## Start PROVIDED RECORDS
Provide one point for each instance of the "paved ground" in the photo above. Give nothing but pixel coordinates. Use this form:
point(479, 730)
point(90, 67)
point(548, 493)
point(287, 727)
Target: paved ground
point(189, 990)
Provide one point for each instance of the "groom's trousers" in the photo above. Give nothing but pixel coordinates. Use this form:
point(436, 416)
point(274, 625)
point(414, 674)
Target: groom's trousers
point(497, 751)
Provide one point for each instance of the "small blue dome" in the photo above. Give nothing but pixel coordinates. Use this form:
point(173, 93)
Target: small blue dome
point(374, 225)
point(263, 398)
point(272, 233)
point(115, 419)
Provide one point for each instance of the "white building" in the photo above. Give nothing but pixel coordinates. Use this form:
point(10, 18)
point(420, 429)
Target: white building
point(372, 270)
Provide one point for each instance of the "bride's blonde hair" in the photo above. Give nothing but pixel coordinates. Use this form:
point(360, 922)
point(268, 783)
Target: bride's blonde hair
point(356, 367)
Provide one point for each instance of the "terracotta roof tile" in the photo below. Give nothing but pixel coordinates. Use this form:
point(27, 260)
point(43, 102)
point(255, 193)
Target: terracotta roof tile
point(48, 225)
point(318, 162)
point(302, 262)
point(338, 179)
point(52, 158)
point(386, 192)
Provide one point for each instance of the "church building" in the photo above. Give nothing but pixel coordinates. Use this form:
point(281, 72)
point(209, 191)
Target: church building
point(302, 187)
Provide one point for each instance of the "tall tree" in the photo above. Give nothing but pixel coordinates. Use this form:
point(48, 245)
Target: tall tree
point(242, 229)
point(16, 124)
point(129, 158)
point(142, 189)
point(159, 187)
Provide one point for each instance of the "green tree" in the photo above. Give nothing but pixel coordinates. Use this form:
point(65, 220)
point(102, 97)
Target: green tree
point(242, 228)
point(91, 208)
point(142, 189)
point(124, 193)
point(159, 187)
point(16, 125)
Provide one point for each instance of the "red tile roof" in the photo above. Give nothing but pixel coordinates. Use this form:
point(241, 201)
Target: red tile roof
## End PROVIDED RECORDS
■ WHAT NEEDS TO BE DONE
Arrange the material above as a JSON list of strings, with each line as its own string and any blank lines omitted.

■ TASK RESPONSE
[
  "Provide one point for each instance of the \"paved ground\" in the photo above. Give nothing but pixel coordinates. Use this form:",
  "point(479, 730)",
  "point(90, 67)",
  "point(548, 493)",
  "point(287, 727)",
  "Target: paved ground",
  "point(189, 990)",
  "Provide one point for each instance of the \"groom's trousers\" in the photo above. Give nothing but pixel coordinates. Use this form:",
  "point(436, 416)",
  "point(274, 625)",
  "point(414, 674)",
  "Target: groom's trousers",
  "point(497, 751)",
  "Provide one point for each instance of the \"small blue dome\" in the photo above. Give nothing but pixel coordinates. Use this form:",
  "point(173, 93)",
  "Target: small blue dome",
  "point(374, 225)",
  "point(263, 398)",
  "point(272, 233)",
  "point(115, 419)",
  "Provide one point for each instance of the \"white building\" in the photo above. Give nothing but pixel coordinates. Use this form:",
  "point(10, 18)",
  "point(420, 429)",
  "Target: white building",
  "point(372, 270)",
  "Provide one point for each instance of the \"bride's blonde hair\" in the photo above. Give nothing but pixel coordinates. Use this form:",
  "point(360, 922)",
  "point(268, 783)",
  "Target: bride's blonde hair",
  "point(356, 367)",
  "Provide one point for each instance of the \"terracotta roof tile\" in the photo below. Give nothing but pixel coordinates. Use this form:",
  "point(27, 260)",
  "point(43, 102)",
  "point(255, 193)",
  "Target: terracotta roof tile",
  "point(48, 225)",
  "point(318, 162)",
  "point(302, 262)",
  "point(338, 179)",
  "point(52, 158)",
  "point(386, 192)",
  "Provide one point for each instance of the \"church building\" in the photo above. Give nothing but pixel coordinates. Use this form:",
  "point(281, 72)",
  "point(209, 191)",
  "Target: church building",
  "point(302, 187)",
  "Provide one point for each instance of the \"tall tree\" in the photo above. Give nothing but pixel coordinates. Use this form:",
  "point(48, 245)",
  "Target: tall tree",
  "point(242, 229)",
  "point(16, 124)",
  "point(129, 158)",
  "point(142, 189)",
  "point(159, 187)",
  "Provide one point for each instance of the \"green tree\" in the photo above. Give nothing but pixel coordinates. Use this form:",
  "point(65, 220)",
  "point(102, 97)",
  "Target: green tree",
  "point(242, 228)",
  "point(91, 208)",
  "point(142, 189)",
  "point(124, 193)",
  "point(159, 187)",
  "point(16, 125)",
  "Provide one point for each instance of the \"red tile roof\" in the photo above. Give nothing but pixel coordinates. Use this form:",
  "point(241, 201)",
  "Target: red tile roof"
]